— GIVEN INSTRUCTION —
What is needed is an exact copy of the entries below, from the line that contains "[locate] blue and" through the final line, both included, and nothing else.

— DATASET —
----------

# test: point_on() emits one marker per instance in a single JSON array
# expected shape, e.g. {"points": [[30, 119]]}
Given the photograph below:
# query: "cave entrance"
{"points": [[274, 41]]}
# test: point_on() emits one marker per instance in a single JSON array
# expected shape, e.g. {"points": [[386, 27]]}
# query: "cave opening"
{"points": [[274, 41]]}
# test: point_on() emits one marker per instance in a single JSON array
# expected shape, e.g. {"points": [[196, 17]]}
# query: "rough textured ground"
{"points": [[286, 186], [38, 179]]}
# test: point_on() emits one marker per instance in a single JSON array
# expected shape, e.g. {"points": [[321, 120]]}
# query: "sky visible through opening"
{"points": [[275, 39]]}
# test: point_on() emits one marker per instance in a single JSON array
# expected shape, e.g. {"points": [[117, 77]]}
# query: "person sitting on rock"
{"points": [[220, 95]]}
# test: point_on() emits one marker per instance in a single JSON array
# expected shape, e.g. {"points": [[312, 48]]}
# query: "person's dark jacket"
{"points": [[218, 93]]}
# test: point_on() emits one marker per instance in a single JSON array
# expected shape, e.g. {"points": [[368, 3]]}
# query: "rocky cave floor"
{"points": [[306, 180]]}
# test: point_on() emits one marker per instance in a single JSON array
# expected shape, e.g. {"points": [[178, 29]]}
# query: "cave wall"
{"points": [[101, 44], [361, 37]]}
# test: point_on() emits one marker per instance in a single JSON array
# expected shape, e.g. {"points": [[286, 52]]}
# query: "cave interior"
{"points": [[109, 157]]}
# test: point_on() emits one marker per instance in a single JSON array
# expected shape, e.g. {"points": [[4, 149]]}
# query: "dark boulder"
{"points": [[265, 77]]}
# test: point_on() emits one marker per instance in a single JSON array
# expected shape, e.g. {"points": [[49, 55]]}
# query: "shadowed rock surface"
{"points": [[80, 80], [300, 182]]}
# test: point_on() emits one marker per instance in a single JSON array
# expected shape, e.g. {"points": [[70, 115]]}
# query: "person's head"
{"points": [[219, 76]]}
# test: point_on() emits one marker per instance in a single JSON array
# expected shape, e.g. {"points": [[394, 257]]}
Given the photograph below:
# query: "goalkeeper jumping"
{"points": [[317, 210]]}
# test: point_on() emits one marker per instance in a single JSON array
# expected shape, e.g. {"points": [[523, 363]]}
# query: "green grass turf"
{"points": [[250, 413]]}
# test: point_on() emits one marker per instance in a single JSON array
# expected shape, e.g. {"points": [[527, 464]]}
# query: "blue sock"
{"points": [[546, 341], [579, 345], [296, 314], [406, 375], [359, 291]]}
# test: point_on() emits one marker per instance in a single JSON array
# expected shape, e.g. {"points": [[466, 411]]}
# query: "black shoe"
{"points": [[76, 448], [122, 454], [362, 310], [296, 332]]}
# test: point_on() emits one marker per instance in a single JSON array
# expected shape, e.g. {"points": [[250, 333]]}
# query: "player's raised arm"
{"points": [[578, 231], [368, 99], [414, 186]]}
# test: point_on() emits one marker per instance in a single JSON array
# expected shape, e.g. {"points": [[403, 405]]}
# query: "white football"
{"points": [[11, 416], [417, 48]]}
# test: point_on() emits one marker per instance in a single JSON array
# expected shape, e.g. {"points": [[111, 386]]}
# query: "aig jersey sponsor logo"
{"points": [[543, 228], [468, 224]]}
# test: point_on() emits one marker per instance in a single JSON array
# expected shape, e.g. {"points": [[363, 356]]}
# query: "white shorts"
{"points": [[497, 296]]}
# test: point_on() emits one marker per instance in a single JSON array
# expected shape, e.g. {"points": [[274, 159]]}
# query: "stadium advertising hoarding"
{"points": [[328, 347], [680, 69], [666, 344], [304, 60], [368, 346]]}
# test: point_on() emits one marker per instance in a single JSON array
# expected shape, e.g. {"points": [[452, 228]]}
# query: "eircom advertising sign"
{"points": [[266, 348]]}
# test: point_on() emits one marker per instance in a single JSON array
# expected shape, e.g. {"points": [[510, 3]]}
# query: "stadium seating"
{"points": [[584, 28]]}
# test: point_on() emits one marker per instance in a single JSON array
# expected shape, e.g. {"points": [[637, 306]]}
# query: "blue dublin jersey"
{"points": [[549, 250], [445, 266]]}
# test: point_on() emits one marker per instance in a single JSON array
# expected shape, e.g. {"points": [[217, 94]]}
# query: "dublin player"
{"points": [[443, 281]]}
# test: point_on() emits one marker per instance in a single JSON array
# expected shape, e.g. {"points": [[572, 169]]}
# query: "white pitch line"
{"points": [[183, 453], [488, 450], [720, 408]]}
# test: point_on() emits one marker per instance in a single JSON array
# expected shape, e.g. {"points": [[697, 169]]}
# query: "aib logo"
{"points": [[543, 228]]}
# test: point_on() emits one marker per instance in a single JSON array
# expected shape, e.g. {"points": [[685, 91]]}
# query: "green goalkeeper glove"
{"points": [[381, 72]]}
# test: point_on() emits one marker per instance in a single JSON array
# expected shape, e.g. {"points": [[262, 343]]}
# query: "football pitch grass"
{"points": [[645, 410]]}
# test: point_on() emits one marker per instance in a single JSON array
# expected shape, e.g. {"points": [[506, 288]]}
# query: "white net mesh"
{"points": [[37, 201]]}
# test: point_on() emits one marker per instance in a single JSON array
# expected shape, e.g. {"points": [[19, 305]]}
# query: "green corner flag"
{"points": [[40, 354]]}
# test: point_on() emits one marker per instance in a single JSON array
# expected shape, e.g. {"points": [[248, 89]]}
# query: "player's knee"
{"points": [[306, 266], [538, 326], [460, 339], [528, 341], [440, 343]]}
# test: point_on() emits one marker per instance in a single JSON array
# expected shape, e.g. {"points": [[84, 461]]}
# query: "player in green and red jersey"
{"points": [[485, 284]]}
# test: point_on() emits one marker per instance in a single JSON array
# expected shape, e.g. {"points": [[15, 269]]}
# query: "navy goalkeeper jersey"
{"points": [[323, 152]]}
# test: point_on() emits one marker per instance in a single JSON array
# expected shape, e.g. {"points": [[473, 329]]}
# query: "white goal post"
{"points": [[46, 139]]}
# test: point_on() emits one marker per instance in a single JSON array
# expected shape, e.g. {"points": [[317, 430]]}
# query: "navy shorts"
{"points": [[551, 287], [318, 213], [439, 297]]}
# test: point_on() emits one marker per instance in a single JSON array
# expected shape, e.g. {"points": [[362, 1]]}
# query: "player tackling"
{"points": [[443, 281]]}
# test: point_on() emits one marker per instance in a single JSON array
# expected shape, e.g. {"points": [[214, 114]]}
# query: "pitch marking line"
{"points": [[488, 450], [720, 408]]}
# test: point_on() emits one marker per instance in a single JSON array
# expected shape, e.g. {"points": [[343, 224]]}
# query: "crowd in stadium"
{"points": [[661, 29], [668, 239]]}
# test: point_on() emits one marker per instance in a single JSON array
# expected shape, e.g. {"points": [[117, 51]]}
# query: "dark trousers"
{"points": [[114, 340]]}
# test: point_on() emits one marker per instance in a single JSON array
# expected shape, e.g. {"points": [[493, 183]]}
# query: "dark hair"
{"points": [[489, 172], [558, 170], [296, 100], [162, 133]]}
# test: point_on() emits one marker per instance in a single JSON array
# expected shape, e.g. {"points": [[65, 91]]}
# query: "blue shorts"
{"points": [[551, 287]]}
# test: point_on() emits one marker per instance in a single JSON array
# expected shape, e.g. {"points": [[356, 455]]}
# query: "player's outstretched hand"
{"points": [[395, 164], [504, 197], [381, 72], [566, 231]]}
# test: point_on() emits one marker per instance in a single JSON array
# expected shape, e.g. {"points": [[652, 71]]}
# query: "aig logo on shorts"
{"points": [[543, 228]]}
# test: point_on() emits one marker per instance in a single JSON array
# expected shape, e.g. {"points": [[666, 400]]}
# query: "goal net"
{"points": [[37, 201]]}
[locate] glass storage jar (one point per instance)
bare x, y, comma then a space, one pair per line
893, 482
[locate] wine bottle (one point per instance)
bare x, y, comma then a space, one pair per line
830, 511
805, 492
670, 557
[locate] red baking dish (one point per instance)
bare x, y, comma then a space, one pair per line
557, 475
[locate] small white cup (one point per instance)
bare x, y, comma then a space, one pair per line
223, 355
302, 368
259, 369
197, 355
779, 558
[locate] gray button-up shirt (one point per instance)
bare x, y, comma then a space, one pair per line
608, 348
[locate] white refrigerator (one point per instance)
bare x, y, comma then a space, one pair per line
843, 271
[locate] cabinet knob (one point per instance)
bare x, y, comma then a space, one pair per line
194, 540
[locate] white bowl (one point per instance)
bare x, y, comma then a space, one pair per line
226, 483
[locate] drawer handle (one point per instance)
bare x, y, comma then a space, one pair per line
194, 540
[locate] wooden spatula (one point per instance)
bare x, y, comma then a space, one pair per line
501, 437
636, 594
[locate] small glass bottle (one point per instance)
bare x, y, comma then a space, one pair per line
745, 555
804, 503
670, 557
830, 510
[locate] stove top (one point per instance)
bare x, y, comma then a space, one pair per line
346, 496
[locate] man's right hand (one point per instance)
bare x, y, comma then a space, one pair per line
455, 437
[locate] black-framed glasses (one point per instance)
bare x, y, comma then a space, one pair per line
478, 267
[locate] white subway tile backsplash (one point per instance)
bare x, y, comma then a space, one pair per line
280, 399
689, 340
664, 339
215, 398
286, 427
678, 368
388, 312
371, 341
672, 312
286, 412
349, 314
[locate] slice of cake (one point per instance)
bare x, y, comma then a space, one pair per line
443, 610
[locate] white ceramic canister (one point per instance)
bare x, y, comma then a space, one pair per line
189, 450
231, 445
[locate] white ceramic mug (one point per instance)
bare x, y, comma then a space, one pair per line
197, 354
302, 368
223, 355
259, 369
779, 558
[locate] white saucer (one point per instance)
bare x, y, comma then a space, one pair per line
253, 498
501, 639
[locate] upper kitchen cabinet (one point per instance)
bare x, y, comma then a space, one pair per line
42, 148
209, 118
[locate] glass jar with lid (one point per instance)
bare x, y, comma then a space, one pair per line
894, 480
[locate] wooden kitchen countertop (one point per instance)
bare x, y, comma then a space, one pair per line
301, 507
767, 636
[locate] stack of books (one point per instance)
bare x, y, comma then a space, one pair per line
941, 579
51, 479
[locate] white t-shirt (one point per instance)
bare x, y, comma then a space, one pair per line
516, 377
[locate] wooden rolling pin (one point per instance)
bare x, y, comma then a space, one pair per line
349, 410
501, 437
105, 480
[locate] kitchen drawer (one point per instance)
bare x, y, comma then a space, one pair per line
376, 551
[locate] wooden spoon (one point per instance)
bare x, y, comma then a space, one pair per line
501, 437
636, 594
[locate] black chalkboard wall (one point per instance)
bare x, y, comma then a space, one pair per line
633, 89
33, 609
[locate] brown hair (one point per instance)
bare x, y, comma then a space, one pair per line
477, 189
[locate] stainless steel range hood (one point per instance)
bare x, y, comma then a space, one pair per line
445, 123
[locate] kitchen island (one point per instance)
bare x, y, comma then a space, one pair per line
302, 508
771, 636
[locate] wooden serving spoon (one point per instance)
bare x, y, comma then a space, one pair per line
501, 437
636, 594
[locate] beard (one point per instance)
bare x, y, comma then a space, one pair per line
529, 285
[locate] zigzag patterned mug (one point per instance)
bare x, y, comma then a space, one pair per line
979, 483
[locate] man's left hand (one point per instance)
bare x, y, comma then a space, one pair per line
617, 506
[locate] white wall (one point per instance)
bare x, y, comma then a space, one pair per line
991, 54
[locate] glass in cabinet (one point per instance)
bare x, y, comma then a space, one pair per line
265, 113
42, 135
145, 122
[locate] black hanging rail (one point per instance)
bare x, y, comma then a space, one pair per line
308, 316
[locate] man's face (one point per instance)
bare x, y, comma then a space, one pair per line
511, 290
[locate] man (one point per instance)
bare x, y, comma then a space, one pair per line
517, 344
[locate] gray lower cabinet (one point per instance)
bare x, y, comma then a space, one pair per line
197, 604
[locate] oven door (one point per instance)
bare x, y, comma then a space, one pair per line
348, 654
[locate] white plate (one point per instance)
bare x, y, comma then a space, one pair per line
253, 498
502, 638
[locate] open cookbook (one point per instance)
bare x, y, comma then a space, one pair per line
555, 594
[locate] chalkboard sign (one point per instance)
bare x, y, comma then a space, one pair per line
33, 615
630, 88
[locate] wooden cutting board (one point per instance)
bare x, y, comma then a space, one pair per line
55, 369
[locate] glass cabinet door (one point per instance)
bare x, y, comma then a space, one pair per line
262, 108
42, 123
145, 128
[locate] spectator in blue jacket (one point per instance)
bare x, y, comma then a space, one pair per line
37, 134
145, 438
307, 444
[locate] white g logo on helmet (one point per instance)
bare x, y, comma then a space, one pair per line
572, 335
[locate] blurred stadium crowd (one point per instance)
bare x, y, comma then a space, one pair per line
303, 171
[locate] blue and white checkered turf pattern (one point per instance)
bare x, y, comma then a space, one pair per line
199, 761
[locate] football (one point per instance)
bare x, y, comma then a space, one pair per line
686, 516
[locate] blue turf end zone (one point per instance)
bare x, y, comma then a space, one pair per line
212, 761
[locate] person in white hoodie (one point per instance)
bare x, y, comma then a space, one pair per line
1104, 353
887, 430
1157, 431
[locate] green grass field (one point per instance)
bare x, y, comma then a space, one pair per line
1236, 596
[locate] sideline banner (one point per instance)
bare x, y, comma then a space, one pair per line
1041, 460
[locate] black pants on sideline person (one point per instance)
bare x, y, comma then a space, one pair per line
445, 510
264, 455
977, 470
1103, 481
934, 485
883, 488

----------

— FINISHED EXERCISE —
[locate] blue and white checkered turf pattern (one point per instance)
bare x, y, comma then a space, one pair per line
199, 761
[locate] football (one point per instance)
bare x, y, comma then a space, one pair per line
686, 516
[locate] blue turf end zone (one point per instance)
bare x, y, comma then a space, one pair per line
212, 761
[locate] person in white hoodie (one point per instance)
bare x, y, comma then a space, one pair per line
1104, 353
887, 430
1157, 431
[locate] green grass field (one point per instance)
bare x, y, comma then a space, one pair per line
1236, 596
[locate] sideline banner (one point per instance)
bare x, y, comma then a space, one pair per line
1041, 460
[locate] black pants on sideline person (one point per instance)
bare x, y, comma then a space, one pair per line
445, 510
264, 455
977, 470
1103, 481
934, 485
883, 488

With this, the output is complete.